> _REQUIREMENTS_: Begin at the line that contains "Thank you for the photograph above. Please mark the shirt" and stop after the last line of the items below. Rewrite every line in that span, requests included, adding 11 to each coordinate in the answers and leaving all other numbers as they are.

> _MATERIAL SUPPLIED_:
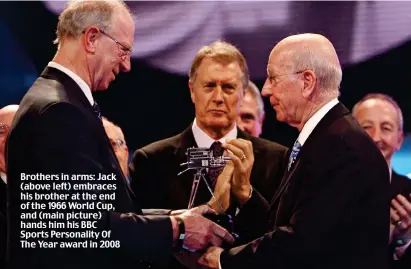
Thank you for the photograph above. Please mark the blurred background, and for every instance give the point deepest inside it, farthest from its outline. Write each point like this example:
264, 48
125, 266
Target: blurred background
152, 102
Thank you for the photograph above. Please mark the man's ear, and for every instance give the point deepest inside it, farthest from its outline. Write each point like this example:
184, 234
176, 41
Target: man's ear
190, 86
400, 140
310, 81
91, 35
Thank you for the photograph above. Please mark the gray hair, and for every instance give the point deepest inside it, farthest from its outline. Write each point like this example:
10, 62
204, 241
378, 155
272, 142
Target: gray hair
383, 97
255, 93
329, 73
78, 15
221, 52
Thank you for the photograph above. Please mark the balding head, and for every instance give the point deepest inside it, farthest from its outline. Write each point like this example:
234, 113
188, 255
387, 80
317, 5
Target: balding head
314, 52
6, 119
118, 142
304, 74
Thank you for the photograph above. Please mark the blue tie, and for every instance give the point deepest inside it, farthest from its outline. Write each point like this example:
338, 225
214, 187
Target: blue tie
97, 110
294, 154
213, 173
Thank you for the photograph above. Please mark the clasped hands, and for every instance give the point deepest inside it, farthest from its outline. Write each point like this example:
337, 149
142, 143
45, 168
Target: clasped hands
400, 214
233, 180
200, 232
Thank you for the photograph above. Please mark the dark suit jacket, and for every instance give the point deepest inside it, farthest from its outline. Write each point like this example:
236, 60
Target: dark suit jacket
154, 170
401, 185
334, 210
56, 131
3, 215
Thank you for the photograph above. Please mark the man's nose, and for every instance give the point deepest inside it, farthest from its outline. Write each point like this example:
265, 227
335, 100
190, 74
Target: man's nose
125, 64
266, 91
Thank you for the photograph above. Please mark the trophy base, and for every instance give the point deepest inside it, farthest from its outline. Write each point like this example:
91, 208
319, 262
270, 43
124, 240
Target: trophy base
225, 221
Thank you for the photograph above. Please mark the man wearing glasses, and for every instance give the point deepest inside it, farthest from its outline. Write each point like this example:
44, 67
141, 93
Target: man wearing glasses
6, 118
58, 129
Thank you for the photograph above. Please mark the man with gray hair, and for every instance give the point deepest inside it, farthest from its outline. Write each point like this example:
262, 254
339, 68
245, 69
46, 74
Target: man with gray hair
217, 79
251, 117
58, 131
118, 143
331, 210
381, 117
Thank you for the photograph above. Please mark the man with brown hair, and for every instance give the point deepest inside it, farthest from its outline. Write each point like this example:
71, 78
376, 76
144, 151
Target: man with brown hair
381, 117
217, 80
251, 117
331, 210
58, 130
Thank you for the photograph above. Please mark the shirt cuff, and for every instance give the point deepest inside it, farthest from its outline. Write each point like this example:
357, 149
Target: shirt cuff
237, 210
219, 261
399, 251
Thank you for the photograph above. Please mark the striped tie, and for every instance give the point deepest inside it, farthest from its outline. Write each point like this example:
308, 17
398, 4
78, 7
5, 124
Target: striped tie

> _ANSWER TO THE PROBLEM_:
Thank you for the photograph above. Please mark the shirt cuff, and for every instance give the point deepest inside it, farthest from its outline. Write each point like this example:
357, 149
Target: shirt cuff
248, 221
230, 272
410, 262
Thank you for the photograph above. Please mark the striped tie, and for every instance give the point deepest inside it, farthest from its outline. Write each point like this example:
308, 17
398, 4
78, 7
5, 124
Target: striped tie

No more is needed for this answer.